*WORK INSTRUCTION:*
Reproduce the data word for word, keeping every line complete.

##########

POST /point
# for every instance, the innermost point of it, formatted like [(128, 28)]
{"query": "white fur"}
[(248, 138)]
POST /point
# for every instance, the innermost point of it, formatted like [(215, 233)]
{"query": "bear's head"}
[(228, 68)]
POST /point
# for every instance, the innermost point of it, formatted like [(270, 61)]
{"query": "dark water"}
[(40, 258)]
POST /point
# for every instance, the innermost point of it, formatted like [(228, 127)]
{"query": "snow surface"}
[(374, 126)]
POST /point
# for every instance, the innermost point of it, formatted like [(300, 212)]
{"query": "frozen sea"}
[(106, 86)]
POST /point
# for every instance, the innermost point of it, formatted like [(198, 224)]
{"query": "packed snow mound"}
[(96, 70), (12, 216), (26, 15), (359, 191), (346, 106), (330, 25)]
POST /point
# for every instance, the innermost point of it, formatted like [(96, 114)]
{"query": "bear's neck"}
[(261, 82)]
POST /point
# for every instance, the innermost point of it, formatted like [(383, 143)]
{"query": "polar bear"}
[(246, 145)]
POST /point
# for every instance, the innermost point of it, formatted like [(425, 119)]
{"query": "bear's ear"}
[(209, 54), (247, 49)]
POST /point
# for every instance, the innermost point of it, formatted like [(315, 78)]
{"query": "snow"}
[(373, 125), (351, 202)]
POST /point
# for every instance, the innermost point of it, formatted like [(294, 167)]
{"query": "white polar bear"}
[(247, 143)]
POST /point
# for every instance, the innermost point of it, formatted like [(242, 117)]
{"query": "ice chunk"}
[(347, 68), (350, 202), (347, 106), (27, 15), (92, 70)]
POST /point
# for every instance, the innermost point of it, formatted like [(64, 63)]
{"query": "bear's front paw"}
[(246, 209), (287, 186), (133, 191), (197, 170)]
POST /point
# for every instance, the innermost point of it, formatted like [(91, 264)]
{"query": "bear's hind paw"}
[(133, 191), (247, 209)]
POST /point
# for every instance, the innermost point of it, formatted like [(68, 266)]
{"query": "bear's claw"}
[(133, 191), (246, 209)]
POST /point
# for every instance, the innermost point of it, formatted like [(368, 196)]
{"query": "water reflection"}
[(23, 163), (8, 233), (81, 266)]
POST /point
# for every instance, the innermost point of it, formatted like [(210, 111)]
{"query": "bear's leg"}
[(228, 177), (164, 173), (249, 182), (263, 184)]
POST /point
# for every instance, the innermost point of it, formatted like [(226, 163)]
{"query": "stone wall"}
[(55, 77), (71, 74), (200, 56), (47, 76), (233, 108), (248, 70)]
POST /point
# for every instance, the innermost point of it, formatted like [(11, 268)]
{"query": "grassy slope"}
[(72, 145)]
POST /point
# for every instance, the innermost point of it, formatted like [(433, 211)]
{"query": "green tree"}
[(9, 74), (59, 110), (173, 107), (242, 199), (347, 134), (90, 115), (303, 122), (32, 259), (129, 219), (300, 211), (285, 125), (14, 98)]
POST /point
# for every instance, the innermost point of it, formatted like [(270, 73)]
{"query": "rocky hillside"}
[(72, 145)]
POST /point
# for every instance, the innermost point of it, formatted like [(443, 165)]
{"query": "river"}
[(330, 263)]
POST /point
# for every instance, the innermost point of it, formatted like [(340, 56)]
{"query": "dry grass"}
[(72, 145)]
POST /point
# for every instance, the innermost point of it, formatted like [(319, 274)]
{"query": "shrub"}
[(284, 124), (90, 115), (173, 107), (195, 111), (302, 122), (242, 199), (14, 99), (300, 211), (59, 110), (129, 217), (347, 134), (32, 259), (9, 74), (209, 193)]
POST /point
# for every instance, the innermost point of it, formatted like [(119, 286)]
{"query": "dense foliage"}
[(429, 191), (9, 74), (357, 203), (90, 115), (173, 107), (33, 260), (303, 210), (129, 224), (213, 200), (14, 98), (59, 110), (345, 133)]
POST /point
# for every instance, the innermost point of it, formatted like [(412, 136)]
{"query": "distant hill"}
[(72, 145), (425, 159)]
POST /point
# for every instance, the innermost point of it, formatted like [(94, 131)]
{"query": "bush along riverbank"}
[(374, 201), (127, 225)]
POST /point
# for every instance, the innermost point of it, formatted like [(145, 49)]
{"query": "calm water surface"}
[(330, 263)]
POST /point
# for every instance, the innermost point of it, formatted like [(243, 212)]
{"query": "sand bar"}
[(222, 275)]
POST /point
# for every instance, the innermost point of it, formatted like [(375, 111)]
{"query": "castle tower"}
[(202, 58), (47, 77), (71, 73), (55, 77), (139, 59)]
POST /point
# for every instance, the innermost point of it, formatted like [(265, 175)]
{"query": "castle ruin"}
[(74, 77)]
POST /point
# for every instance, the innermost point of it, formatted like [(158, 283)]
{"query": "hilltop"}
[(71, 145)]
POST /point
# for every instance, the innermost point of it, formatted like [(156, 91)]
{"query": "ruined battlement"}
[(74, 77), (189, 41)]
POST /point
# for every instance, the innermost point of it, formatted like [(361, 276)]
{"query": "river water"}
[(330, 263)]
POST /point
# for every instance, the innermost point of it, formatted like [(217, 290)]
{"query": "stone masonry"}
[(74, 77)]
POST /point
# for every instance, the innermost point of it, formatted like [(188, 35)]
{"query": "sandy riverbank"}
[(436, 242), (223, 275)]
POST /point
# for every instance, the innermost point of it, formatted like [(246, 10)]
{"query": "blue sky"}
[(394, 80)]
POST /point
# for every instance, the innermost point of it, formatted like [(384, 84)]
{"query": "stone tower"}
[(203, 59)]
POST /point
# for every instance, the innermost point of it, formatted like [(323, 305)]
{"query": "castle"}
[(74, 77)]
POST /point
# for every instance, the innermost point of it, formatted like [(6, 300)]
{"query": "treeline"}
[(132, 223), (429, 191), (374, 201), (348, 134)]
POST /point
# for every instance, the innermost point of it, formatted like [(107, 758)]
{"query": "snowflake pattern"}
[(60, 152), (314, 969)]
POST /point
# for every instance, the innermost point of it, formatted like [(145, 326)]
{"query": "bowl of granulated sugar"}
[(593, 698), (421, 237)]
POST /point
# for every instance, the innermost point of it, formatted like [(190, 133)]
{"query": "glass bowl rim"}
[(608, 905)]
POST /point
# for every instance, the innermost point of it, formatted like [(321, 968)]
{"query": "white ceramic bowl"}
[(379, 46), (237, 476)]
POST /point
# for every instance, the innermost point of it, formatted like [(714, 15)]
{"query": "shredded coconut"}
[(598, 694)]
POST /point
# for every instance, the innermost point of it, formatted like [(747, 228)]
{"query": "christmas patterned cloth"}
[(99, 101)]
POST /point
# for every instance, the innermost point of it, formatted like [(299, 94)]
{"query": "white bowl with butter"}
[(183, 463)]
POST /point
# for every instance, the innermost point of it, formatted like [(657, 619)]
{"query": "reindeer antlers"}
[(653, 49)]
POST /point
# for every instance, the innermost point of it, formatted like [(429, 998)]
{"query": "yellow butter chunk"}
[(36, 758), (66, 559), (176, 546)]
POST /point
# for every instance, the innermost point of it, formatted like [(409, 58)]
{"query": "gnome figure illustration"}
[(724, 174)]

##########

*SOLUTION FOR THIS TASK:*
POST /point
# for every instance, the innermost point of it, formatted like [(128, 28)]
{"query": "white fur"}
[(248, 138)]
POST /point
# for every instance, the innermost point of it, formatted like [(215, 233)]
{"query": "bear's head"}
[(228, 68)]
POST /point
# for every instance, the innermost point of it, formatted like [(270, 61)]
{"query": "dark water"}
[(40, 258)]
POST /point
# for every instance, the innermost point of it, formatted like [(228, 127)]
{"query": "snow surface"}
[(374, 126)]
POST /point
# for every instance, the innermost point of it, formatted like [(300, 212)]
{"query": "frozen sea"}
[(106, 86)]
POST /point
# for every instance, the innermost point of it, formatted like [(198, 224)]
{"query": "packed snow mound"}
[(96, 70), (12, 216), (26, 15), (359, 191), (346, 106), (330, 25)]
POST /point
# for every instance, the innermost point of it, formatted like [(96, 114)]
{"query": "bear's neck"}
[(261, 82)]
POST /point
# for every instance, the innermost point of it, formatted like [(383, 143)]
{"query": "polar bear"}
[(246, 145)]
POST /point
# for every instance, the innermost point of it, formatted like [(425, 119)]
{"query": "bear's ear"}
[(209, 54), (247, 49)]
POST /point
# for every instance, the innermost point of it, formatted like [(315, 78)]
{"query": "snow"}
[(373, 125), (351, 202)]
POST /point
# for every instance, the innermost point of it, formatted like [(294, 167)]
{"query": "white polar bear"}
[(247, 143)]
POST /point
# for every instance, the innermost point of it, formatted like [(242, 117)]
{"query": "ice chunk"}
[(347, 68), (350, 202), (347, 106), (27, 15), (92, 70)]
POST /point
# for every instance, the innermost point of it, formatted like [(64, 63)]
{"query": "bear's front paw"}
[(246, 209), (287, 186), (133, 191), (197, 170)]
POST /point
# for every instance, the innermost point of it, formatted like [(91, 264)]
{"query": "bear's hind paw"}
[(133, 191), (247, 209)]
POST /point
# for every instance, the innermost point of it, formatted like [(68, 266)]
{"query": "bear's claw"}
[(133, 191), (246, 209)]
POST /point
# for every instance, the innermost point of it, formatted like [(368, 196)]
{"query": "water reflection"}
[(23, 163), (8, 233), (81, 266)]
POST /point
# for every instance, the innermost point of it, formatted like [(210, 111)]
{"query": "bear's leg"}
[(228, 177), (164, 173), (249, 182), (263, 184)]
POST /point
# for every instance, the innermost point of it, formatted like [(226, 163)]
{"query": "stone wall"}
[(55, 77), (71, 74), (200, 56), (47, 76), (233, 108), (248, 70)]
POST /point
# for every instance, the innermost point of it, formatted like [(11, 268)]
{"query": "grassy slope"}
[(72, 145)]
POST /point
# for every instance, the innermost point of it, formatted like [(433, 211)]
{"query": "green tree"}
[(9, 74), (59, 110), (173, 107), (242, 199), (347, 134), (90, 115), (303, 122), (32, 259), (129, 219), (300, 211), (285, 125), (14, 98)]
POST /point
# for every instance, the innermost point of it, formatted like [(270, 73)]
{"query": "rocky hillside"}
[(72, 145)]
POST /point
# for every instance, the innermost point of it, formatted like [(443, 165)]
{"query": "river"}
[(330, 263)]
POST /point
# for every instance, the innermost point of it, formatted like [(340, 56)]
{"query": "dry grass"}
[(72, 145)]
POST /point
# for every instance, the innermost point of it, formatted like [(319, 274)]
{"query": "shrub"}
[(284, 124), (90, 115), (173, 107), (195, 111), (302, 122), (242, 199), (14, 99), (300, 211), (59, 110), (129, 217), (347, 134), (32, 259), (9, 74), (209, 193)]
POST /point
# for every instance, the innermost point of it, formatted like [(119, 286)]
{"query": "dense foliage"}
[(429, 191), (9, 74), (357, 203), (90, 115), (173, 107), (33, 260), (303, 210), (129, 224), (213, 200), (14, 98), (59, 110), (345, 133)]
POST /point
# for every instance, the innermost point of it, formatted like [(412, 136)]
{"query": "distant hill"}
[(72, 145), (425, 159)]
POST /point
# for every instance, the innermost point of it, formatted like [(94, 131)]
{"query": "bush along riverbank"}
[(374, 201), (127, 225)]
POST /point
# for every instance, the innermost point of it, formatted like [(145, 49)]
{"query": "calm water surface"}
[(330, 263)]
POST /point
# for every instance, the innermost point of it, formatted like [(243, 212)]
{"query": "sand bar"}
[(222, 275)]
POST /point
# for every instance, the innermost point of it, formatted like [(375, 111)]
{"query": "castle tower"}
[(202, 58), (47, 77), (71, 73), (55, 77), (139, 59)]
POST /point
# for every instance, the innermost point of it, formatted like [(265, 175)]
{"query": "castle ruin"}
[(74, 77)]
POST /point
# for every instance, the innermost point of it, formatted like [(158, 283)]
{"query": "hilltop"}
[(71, 145)]
POST /point
# for every instance, the innermost point of it, formatted like [(156, 91)]
{"query": "ruined battlement"}
[(74, 77), (189, 41)]
POST /point
# for every instance, the innermost point of it, formatted like [(361, 276)]
{"query": "river water"}
[(330, 263)]
POST /point
# for every instance, the innermost point of it, formatted like [(217, 290)]
{"query": "stone masonry"}
[(74, 77)]
POST /point
# for every instance, the innermost point of it, formatted like [(188, 35)]
{"query": "sandy riverbank"}
[(436, 242), (223, 275)]
POST /point
# for every instance, the innermost point of it, formatted like [(246, 10)]
{"query": "blue sky"}
[(394, 80)]
POST /point
# for every instance, the innermost point of it, formatted like [(384, 84)]
{"query": "stone tower"}
[(203, 59)]
POST /point
# for every instance, the innermost point of it, formatted like [(323, 305)]
{"query": "castle"}
[(74, 77)]
POST /point
# for every instance, the innermost point of it, formatted like [(6, 300)]
{"query": "treeline"}
[(132, 223), (429, 191), (374, 201), (348, 134)]
POST /point
# for every instance, the innermost point of it, formatted like [(107, 758)]
{"query": "snowflake pattern"}
[(60, 152), (314, 969)]
POST /point
# for every instance, the innermost point of it, formatted like [(145, 326)]
{"query": "bowl of granulated sugar"}
[(593, 698), (421, 237)]
POST /point
# for every instance, the innermost point of it, formatted like [(190, 133)]
{"query": "glass bowl rim"}
[(608, 905)]
POST /point
# for every instance, the innermost point of it, formatted like [(321, 968)]
{"query": "white ceramic bowl"}
[(379, 46), (237, 476)]
POST /point
# for every instance, the innermost point of it, formatted like [(714, 15)]
{"query": "shredded coconut"}
[(598, 694)]
POST /point
# for every instance, the innermost point of it, formatted like [(747, 228)]
{"query": "christmas patterned cloth"}
[(99, 101)]
POST /point
# for every instance, the innermost point of it, formatted like [(299, 94)]
{"query": "white bowl with butter"}
[(183, 463)]
POST /point
# for every instance, the innermost point of it, formatted like [(657, 619)]
{"query": "reindeer antlers"}
[(653, 49)]
POST /point
# for every instance, the innermost point of it, formatted like [(429, 998)]
{"query": "yellow butter chunk"}
[(36, 758), (66, 559), (176, 546)]
POST /point
# for every instance, the innermost point of it, formatted like [(409, 58)]
{"query": "gnome figure illustration"}
[(724, 174)]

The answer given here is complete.